>> Start Dataset rows

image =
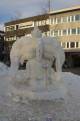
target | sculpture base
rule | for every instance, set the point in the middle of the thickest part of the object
(37, 89)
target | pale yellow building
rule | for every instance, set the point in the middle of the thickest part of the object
(65, 24)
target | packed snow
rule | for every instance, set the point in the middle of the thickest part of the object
(58, 110)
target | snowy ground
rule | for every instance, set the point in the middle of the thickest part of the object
(58, 110)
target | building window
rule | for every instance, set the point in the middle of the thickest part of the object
(64, 32)
(69, 32)
(69, 18)
(72, 18)
(52, 33)
(77, 44)
(10, 28)
(43, 22)
(56, 33)
(67, 44)
(64, 19)
(17, 27)
(72, 45)
(58, 20)
(78, 30)
(77, 17)
(63, 45)
(74, 31)
(52, 20)
(60, 33)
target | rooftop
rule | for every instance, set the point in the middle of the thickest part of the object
(34, 18)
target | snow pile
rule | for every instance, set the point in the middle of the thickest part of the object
(3, 69)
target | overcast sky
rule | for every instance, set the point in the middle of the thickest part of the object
(11, 9)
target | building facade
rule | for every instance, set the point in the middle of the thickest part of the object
(1, 45)
(65, 24)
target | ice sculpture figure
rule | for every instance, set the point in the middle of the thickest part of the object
(42, 81)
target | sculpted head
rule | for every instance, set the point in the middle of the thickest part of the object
(36, 33)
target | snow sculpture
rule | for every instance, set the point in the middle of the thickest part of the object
(45, 49)
(40, 53)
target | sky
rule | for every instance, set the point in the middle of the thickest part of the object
(15, 9)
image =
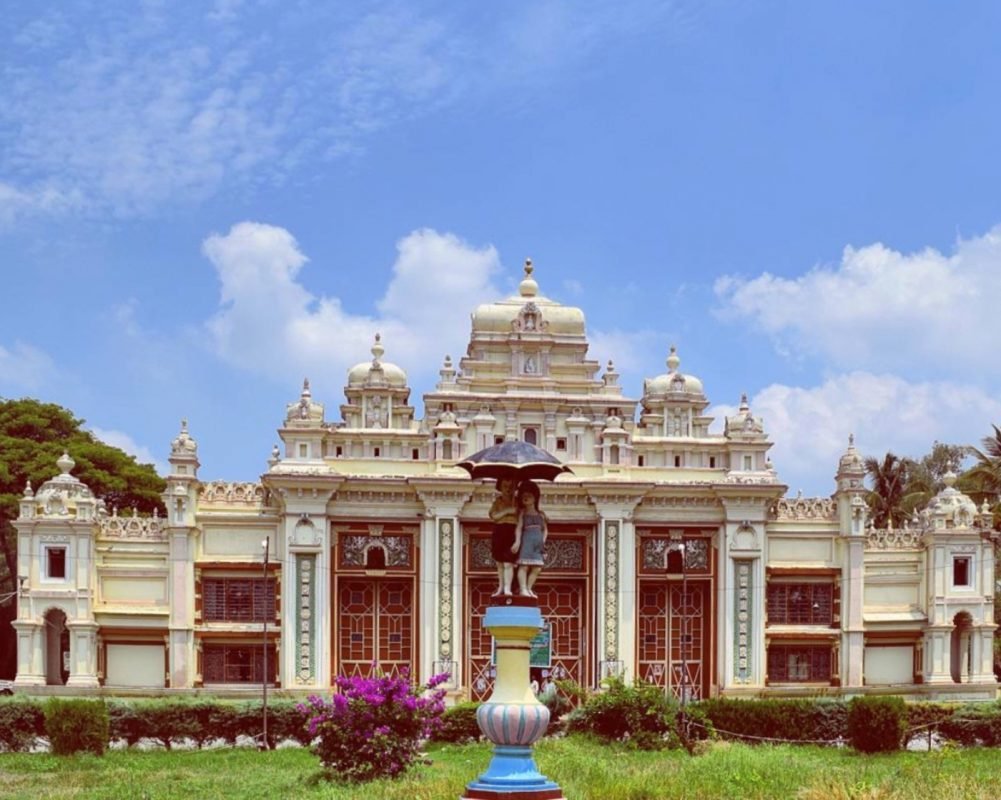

>> End Dataset rows

Your instructions:
Reproduce the lines of the listing from the line containing "target | sky" through the end of the listing, both included, and leave the pictures out of the reproduction.

Written response:
target | sky
rule | for every instance, set the point in the middle of the thickest part of the object
(15, 9)
image =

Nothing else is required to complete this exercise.